Gemeinsam durch die Wüste von Sevilla

Auch deshalb fühlt sich dieser Titel an, als hätte jeder Frankfurt-Fan seinen Beitrag dazu geleistet. Zumal das Finale auch den Anhängern alles abverlangt. Die Hitze, die 40 Grad im Schatten, die unaushaltbaren Zustände im Stadion, in dem es schon zu Anpfiff nichts mehr zu trinken gibt. Die Eintracht-Fans, sie gehen gemeinsam durch die Wüste von Sevilla, weil sie am Horizont die Fata Morgana des Europacupsiegs sehen. Etwas, das nicht sein kann. Mit dem niemand je gerechnet hat. Und das sich dann, als Rafa Borré zum Elfmeter antritt, vor aller Augen doch materialisiert. "Schau dir das an. Wir sind alle die Helden. Schau dir das an", wird Kevin Trapp mit Tränen in den Augen nach dem Titelgewinn sagen. Er meint damit nicht nur die Spieler, er meint explizit die Fans.

* _AUFGABE 1_
Zitieren Sie aus dem Text über das Finale in Sevilla alles von „Auch deshalb fühlt“ bis hinunter zu „explizit die Fans.“.
* _AUFGABE 2_
Beantworten Sie zum Text über das Finale in Sevilla diese Fragen:
(a) Wie viel Grad im Schatten herrschen laut dem Text beim Finale?
(b) Wer tritt zum Elfmeter an?
(c) Wen meint Kevin Trapp mit seiner Aussage neben den Spielern ausdrücklich?
* _AUFGABE 3_
Schreiben Sie den Text über das Finale in Sevilla im Anschluss an seinen letzten Satz weiter.
Die Daten werden hier nicht gebraucht.

* _BEREITGESTELLTE DATEN_
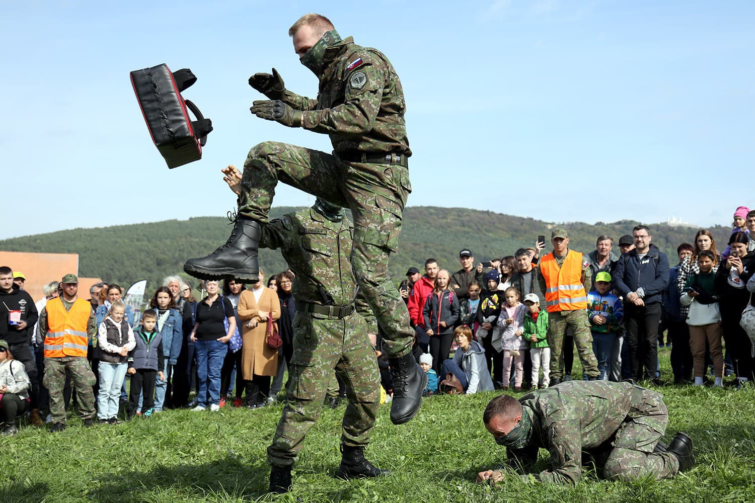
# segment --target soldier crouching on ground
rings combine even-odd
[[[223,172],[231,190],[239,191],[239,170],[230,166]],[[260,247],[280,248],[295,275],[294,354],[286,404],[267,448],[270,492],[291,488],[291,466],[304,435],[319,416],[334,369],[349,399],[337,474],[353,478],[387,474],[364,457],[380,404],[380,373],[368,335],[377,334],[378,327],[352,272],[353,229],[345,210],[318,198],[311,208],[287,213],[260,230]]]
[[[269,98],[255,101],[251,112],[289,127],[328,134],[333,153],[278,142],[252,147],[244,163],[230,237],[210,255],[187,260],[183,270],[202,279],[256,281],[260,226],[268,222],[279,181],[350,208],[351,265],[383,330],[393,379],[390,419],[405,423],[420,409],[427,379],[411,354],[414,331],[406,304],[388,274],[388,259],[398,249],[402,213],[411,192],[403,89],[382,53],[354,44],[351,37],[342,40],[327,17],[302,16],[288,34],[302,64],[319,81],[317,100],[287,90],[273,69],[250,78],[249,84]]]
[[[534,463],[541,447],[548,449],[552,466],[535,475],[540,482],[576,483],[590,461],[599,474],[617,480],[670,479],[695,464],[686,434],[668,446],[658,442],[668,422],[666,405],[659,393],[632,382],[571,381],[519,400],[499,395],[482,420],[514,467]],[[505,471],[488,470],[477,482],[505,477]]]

--

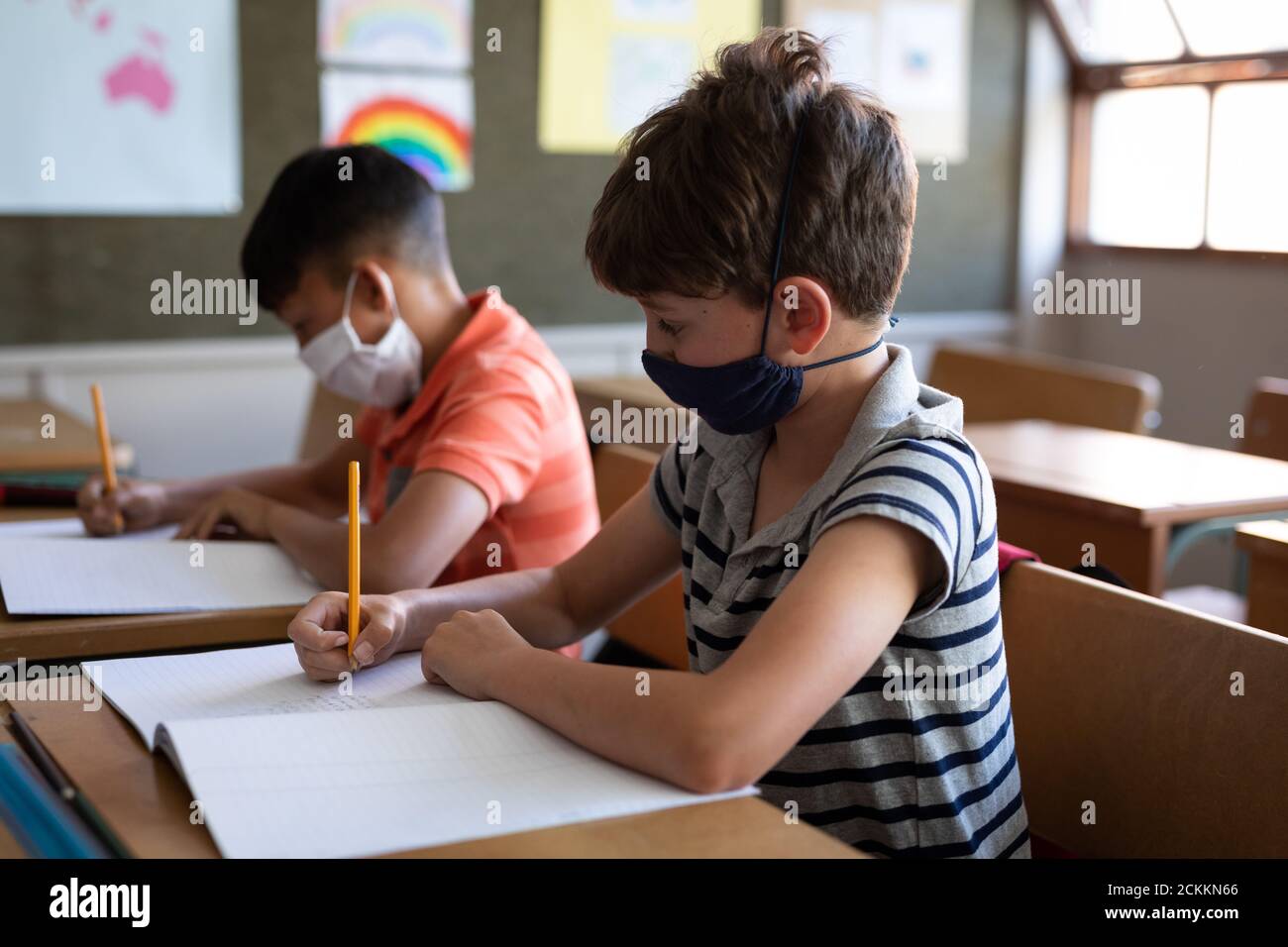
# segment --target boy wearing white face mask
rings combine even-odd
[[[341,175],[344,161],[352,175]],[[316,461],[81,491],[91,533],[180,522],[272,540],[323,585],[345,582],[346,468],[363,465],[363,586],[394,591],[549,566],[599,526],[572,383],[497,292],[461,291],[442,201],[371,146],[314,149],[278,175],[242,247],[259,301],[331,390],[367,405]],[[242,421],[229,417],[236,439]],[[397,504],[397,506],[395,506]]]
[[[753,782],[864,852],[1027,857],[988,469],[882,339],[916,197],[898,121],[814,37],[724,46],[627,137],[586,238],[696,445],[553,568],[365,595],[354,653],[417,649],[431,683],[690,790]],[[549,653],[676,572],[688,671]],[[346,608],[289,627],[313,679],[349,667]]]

* * *

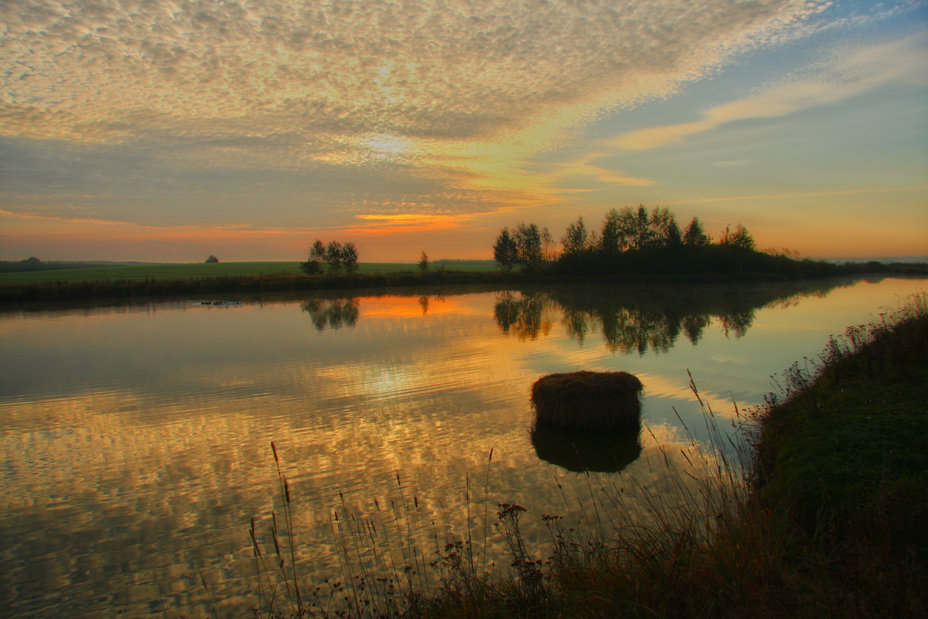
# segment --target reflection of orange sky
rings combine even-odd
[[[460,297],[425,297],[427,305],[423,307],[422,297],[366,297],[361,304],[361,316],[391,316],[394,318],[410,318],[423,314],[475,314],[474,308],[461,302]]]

* _ANTWORT 1_
Auch deshalb fühlt sich dieser Titel an, als hätte jeder Frankfurt-Fan seinen Beitrag dazu geleistet. Zumal das Finale auch den Anhängern alles abverlangt. Die Hitze, die 40 Grad im Schatten, die unaushaltbaren Zustände im Stadion, in dem es schon zu Anpfiff nichts mehr zu trinken gibt. Die Eintracht-Fans, sie gehen gemeinsam durch die Wüste von Sevilla, weil sie am Horizont die Fata Morgana des Europacupsiegs sehen. Etwas, das nicht sein kann. Mit dem niemand je gerechnet hat. Und das sich dann, als Rafa Borré zum Elfmeter antritt, vor aller Augen doch materialisiert. "Schau dir das an. Wir sind alle die Helden. Schau dir das an", wird Kevin Trapp mit Tränen in den Augen nach dem Titelgewinn sagen. Er meint damit nicht nur die Spieler, er meint explizit die Fans.

* _ANTWORT 2_
(a) 40 Grad im Schatten.
(b) Rafa Borré.
(c) Die Fans.

* _ANTWORT 3_
Und was für ein Titel das ist. Wie epochal er zustande kommt. Trapp wird zum Helden, erst in der Verlängerung, dann im Elfmeterschießen. Sebastian Rode mit Wunde und Turban. Filip Kostic, der in seiner Karriere durch so viel Täler ging, ist endlich der Spieler, der er wirklich ist. Rafa Borré, schon gegen Barca und West Ham erfolgreich, schießt in Sevilla den entscheidenden Ball unters Tordach, und sich selbst in die Geschichtsbücher.

"Das kann doch kein Zufall sein"

Diese Truppe, die auf dem Papier nicht mit Barca mithalten kann, nicht mit West Ham, die aber in den Spielen ihr Herz in die Hand nimmt, es auf dem Platz lässt. Die für einen Verein spielt, von dem es so oft hieß, er würde im entscheidenden Moment versagen. Vor Fans, die die Schattenseiten des Fußballs gut kennen. Die die staubigen Trassen des Estadio Ramón Sánchez Pizjuán dann mit ihren Tränen wässern. Im Jahr, in dem Jürgen Grabowski starb. Hat es so kommen müssen? Ist das Teil der "Aura", die Hellmann meinte? "Das kann doch kein Zufall sein", sagt er später.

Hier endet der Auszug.